■ PROBLEM ■
Count the lines in the entries below that contain the string "cardboard", and give only that number.

(Lines of data)
>>>>>

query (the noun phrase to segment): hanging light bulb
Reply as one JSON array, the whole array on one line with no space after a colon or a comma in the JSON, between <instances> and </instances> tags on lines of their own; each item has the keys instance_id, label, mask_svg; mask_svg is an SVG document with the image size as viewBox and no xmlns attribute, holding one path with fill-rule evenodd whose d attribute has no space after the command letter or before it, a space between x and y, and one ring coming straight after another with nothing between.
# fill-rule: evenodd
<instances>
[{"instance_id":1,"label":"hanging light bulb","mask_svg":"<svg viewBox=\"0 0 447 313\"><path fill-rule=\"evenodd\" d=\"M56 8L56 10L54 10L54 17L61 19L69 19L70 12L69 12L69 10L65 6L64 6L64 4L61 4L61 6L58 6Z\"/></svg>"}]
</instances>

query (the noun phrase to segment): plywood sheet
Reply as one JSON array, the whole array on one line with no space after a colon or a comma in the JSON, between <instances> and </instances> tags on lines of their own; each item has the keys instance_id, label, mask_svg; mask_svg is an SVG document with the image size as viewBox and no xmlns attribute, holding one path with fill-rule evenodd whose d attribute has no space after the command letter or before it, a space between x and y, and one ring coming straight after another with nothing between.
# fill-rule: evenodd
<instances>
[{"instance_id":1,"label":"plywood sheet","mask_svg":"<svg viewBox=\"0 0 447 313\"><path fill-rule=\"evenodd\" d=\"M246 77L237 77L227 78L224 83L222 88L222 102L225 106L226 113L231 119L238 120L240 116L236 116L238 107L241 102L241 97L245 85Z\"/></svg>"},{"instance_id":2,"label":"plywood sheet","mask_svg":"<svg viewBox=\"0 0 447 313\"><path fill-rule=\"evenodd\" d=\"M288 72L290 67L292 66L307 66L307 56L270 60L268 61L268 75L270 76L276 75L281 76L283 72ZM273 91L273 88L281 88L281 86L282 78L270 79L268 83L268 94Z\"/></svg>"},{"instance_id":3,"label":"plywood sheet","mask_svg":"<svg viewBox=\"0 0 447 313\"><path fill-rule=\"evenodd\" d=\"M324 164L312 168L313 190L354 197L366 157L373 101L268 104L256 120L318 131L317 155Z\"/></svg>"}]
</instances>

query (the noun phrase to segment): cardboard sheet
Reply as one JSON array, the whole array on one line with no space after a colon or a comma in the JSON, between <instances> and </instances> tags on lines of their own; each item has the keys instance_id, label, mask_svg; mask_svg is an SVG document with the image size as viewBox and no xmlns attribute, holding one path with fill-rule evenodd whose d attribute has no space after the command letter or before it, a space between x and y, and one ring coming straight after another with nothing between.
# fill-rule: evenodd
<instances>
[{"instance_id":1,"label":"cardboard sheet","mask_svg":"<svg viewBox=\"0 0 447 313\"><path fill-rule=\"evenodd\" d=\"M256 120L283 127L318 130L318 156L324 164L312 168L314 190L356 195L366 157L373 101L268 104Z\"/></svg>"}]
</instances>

<<<<<

■ TASK SOLUTION ■
2